**Written problem**
Render the listing below as a JSON array of strings, taking only the lines from the one with "refrigerator in the photo above." through the end of the listing. Give one string per line and omit blank lines.

**Supplied data**
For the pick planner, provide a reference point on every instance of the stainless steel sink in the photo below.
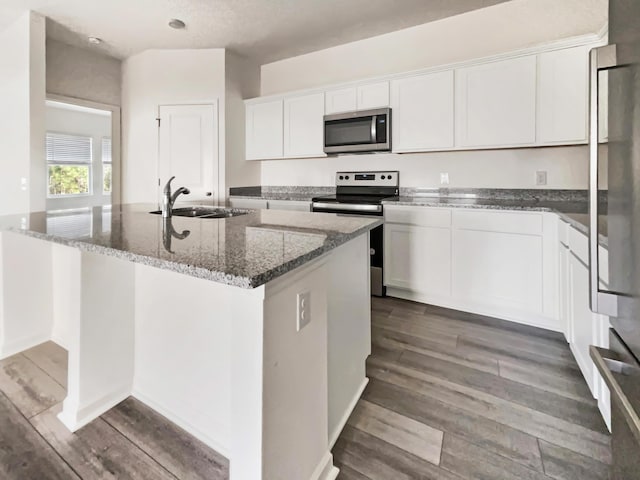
(205, 212)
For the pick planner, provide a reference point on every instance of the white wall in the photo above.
(22, 96)
(242, 81)
(163, 77)
(80, 73)
(501, 28)
(511, 168)
(94, 125)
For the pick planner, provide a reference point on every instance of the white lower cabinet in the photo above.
(489, 262)
(261, 204)
(419, 259)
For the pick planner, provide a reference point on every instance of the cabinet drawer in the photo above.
(503, 222)
(421, 216)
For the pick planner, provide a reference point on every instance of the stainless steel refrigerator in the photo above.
(618, 66)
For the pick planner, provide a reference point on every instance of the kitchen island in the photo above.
(249, 332)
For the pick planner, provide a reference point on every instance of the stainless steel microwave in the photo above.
(358, 132)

**Finished answer**
[
  "For the pick planner, provide a reference point on every instance of the stainless steel refrigerator in the photo above.",
  "(618, 66)",
  "For the pick planner, provide a reference point on every instance of the kitchen island in the photo above.",
  "(249, 332)",
  "For the pick planner, provide a reference point on every instance of the stainless steel microwave in the photo above.",
  "(358, 132)"
]